◆ Data for review:
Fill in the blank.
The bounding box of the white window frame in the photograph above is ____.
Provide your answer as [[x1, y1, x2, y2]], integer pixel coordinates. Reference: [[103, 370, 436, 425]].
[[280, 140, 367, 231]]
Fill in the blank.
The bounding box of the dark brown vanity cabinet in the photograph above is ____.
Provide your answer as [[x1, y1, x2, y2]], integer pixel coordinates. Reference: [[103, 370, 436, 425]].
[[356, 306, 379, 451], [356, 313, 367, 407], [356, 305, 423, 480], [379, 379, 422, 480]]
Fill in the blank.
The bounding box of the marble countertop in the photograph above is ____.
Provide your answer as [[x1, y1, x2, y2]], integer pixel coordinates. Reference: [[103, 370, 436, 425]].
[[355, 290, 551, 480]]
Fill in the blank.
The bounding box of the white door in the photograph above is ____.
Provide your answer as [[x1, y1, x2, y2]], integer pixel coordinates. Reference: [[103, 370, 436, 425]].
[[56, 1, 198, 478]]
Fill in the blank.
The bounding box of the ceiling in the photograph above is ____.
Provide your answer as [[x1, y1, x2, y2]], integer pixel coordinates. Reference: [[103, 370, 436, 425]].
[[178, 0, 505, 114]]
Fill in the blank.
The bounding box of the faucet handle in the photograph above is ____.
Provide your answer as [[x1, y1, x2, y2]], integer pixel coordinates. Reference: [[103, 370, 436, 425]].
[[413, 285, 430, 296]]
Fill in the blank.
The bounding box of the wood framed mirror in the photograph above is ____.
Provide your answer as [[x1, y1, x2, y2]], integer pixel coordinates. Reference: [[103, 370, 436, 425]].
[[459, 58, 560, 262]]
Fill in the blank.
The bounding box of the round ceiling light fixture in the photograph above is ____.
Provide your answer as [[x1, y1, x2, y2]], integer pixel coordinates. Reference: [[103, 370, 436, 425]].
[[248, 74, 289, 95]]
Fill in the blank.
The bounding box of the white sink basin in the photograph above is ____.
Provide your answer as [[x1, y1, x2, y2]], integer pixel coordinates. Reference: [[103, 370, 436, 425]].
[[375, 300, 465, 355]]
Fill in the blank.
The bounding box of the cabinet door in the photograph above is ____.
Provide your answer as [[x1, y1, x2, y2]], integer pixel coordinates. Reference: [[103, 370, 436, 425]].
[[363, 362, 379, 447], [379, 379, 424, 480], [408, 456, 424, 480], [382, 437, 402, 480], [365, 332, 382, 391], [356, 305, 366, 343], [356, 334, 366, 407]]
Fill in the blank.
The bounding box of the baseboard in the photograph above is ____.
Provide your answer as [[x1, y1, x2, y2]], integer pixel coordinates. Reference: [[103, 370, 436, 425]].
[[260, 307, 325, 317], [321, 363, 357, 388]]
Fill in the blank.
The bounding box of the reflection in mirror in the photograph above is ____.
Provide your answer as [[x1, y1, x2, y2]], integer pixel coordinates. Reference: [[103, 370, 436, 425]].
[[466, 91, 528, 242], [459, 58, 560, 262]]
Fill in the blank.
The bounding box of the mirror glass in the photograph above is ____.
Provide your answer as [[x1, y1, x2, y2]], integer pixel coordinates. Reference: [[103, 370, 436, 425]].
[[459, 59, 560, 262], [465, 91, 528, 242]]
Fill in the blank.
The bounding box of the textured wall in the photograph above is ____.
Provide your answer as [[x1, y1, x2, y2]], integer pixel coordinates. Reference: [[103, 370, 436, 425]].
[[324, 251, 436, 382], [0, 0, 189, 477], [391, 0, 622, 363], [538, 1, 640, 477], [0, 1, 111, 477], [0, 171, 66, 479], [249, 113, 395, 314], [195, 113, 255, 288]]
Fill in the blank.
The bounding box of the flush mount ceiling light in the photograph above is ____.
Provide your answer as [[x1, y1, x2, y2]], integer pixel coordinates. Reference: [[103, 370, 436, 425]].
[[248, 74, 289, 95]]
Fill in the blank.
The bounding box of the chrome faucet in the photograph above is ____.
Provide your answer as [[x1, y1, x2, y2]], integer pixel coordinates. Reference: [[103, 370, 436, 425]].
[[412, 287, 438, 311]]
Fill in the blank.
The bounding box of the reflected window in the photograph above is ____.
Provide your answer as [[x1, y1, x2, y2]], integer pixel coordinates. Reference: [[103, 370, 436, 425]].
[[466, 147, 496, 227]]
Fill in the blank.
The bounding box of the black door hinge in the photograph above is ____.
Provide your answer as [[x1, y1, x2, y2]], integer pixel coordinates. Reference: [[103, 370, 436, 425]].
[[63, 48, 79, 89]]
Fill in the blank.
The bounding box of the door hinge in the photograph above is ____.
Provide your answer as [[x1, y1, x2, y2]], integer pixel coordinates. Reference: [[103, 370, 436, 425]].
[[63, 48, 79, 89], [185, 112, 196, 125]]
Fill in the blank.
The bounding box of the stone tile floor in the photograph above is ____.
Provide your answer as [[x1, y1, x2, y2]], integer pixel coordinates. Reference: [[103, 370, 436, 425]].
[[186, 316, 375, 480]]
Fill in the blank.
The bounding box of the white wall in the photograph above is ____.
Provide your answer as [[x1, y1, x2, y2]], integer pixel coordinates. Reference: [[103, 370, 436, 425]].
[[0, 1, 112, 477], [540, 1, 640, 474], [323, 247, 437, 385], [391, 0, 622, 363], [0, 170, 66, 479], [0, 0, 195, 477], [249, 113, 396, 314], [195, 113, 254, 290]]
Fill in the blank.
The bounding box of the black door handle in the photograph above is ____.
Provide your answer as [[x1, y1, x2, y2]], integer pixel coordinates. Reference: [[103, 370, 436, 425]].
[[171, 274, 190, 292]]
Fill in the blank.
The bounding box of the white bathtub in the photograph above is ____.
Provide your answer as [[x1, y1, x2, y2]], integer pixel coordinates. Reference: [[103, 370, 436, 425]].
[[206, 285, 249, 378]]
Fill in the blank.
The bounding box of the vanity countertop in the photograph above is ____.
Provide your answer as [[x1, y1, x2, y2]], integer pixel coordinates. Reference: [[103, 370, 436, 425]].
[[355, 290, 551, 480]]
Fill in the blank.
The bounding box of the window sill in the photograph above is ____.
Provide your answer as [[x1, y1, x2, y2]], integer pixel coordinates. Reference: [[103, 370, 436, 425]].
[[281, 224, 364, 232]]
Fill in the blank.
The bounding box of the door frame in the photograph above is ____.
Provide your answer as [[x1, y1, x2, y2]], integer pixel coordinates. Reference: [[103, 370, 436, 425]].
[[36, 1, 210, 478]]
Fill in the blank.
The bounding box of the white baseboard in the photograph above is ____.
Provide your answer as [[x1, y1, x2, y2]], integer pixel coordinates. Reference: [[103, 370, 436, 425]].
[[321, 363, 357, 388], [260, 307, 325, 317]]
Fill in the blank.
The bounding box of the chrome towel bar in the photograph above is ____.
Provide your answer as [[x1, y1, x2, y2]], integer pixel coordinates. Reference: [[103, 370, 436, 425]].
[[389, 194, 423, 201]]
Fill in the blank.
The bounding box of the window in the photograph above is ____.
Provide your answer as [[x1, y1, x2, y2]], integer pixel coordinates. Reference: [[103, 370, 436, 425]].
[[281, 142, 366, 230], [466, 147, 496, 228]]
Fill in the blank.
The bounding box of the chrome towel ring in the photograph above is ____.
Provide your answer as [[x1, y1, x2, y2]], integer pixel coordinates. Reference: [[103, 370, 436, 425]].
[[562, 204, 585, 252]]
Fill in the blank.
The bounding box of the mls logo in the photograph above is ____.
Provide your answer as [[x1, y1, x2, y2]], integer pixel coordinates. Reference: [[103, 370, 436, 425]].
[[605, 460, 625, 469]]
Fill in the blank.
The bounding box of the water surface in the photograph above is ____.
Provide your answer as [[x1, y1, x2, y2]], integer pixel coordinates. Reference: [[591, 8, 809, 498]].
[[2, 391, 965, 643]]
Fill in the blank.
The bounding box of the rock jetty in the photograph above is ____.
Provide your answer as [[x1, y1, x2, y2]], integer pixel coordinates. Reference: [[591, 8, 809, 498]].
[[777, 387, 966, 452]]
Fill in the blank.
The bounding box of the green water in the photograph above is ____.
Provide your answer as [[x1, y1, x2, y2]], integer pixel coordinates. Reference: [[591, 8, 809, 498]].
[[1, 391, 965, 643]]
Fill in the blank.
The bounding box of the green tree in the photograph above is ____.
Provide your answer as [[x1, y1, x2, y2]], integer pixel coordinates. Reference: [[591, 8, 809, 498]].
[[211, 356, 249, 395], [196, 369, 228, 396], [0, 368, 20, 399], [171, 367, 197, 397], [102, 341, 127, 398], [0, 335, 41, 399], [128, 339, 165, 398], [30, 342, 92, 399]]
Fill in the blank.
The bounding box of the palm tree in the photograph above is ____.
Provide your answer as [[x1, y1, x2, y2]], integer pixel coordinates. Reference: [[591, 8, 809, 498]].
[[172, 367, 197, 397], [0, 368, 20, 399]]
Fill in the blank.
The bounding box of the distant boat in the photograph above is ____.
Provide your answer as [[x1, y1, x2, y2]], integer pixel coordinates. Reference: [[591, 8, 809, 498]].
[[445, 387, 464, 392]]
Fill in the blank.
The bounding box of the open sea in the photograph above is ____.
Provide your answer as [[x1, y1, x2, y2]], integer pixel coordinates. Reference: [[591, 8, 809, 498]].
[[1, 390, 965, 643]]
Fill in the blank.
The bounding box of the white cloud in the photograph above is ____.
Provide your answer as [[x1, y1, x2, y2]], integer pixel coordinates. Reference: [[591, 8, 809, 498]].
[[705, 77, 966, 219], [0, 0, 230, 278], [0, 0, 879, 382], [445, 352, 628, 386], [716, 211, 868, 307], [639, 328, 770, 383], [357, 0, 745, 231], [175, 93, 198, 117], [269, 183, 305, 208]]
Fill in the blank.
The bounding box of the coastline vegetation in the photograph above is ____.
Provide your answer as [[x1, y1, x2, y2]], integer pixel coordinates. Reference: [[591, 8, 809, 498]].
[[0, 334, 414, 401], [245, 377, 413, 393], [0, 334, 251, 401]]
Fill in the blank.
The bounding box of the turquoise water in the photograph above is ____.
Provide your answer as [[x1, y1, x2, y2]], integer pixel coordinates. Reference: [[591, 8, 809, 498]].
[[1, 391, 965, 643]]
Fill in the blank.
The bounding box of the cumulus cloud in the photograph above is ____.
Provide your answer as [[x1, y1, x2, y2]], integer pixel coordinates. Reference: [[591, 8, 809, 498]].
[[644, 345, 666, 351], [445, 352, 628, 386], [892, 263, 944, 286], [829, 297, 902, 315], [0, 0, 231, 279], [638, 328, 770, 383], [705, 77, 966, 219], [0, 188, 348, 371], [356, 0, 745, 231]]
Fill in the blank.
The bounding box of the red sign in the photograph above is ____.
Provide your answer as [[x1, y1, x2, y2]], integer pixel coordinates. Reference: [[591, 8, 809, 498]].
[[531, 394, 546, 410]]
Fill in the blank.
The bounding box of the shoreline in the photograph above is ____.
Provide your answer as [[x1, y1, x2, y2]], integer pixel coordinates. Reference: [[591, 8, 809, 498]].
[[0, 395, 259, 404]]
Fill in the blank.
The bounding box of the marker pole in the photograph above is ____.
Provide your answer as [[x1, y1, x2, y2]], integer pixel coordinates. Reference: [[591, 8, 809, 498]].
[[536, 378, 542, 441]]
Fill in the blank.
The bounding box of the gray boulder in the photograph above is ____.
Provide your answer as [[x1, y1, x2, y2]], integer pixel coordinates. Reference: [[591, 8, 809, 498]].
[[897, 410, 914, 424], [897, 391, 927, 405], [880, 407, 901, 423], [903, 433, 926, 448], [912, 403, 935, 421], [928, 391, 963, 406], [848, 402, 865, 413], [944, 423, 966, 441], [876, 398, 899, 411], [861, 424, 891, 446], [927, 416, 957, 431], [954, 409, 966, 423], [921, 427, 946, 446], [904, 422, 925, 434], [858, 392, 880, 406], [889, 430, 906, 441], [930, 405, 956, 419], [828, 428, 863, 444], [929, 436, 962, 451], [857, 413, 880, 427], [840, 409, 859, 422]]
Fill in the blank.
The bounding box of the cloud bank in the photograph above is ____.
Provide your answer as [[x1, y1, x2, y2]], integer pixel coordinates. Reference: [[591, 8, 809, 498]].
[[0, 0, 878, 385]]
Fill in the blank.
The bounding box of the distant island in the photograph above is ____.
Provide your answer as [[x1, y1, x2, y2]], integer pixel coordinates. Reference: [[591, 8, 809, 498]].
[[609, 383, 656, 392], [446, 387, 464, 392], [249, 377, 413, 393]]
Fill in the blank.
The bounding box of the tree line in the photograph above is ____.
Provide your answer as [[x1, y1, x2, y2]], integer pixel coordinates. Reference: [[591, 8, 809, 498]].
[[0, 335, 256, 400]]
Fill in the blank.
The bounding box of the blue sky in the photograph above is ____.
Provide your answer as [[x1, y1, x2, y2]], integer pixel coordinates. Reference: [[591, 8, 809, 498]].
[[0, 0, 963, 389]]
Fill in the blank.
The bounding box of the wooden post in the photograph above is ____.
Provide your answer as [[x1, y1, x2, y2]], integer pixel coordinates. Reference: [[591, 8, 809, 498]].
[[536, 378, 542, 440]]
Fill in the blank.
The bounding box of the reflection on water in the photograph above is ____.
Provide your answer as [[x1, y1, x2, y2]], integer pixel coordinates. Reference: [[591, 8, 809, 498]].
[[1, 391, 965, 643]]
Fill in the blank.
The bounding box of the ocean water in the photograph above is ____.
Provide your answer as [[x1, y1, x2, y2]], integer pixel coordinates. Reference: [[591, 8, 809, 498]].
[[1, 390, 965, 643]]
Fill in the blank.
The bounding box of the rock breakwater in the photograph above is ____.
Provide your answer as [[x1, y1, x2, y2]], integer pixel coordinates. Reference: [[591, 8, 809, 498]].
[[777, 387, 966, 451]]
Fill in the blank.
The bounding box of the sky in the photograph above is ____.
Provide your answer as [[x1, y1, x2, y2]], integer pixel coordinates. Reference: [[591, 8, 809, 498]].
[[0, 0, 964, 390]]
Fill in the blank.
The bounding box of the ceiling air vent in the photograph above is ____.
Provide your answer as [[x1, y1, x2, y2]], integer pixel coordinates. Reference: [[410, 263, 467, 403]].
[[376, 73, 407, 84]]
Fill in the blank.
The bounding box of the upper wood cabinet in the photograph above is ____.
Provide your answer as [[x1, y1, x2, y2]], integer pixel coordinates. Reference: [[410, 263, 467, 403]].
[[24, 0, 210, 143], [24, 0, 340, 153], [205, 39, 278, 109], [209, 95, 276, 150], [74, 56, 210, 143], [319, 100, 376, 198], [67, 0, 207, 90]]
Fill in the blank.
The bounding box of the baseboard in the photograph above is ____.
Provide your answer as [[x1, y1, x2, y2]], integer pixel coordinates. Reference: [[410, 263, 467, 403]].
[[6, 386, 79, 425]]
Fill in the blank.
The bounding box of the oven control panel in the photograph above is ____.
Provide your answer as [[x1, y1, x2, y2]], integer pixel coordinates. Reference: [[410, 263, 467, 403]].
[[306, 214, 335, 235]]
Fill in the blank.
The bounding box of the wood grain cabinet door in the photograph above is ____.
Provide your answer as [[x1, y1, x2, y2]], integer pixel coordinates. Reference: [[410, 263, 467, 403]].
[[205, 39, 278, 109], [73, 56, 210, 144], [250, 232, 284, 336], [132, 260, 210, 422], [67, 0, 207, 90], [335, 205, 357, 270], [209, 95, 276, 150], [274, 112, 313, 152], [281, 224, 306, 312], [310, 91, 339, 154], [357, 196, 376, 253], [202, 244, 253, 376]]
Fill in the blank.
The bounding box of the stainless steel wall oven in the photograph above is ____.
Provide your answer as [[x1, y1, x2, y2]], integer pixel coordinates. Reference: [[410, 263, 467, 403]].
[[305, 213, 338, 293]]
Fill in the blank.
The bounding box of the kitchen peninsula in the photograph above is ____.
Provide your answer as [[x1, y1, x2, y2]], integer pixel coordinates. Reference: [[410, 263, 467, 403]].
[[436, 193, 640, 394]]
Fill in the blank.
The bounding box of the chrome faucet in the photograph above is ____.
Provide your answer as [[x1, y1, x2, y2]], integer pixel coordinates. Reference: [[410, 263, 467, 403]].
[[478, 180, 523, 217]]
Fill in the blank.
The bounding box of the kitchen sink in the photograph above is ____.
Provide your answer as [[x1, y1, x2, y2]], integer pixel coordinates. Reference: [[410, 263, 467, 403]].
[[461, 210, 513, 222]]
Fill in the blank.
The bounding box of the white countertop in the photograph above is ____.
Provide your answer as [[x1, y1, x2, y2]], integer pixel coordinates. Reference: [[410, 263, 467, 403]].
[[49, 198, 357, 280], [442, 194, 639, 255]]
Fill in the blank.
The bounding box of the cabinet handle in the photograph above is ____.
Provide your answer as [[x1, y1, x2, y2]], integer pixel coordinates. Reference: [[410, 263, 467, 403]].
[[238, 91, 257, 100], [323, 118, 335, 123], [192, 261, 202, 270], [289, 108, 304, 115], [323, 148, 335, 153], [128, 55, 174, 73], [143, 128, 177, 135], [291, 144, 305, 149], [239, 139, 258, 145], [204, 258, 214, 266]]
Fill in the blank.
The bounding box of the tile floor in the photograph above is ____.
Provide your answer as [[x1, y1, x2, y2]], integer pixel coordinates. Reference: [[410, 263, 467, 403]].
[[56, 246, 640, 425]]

◆ What the task asks:
Show all lines from the data above in which the word "black" appears.

◆ Response:
The bounding box of the black door hinge in the photograph above is ____.
The bounding box of the black door handle in the photograph above is ____.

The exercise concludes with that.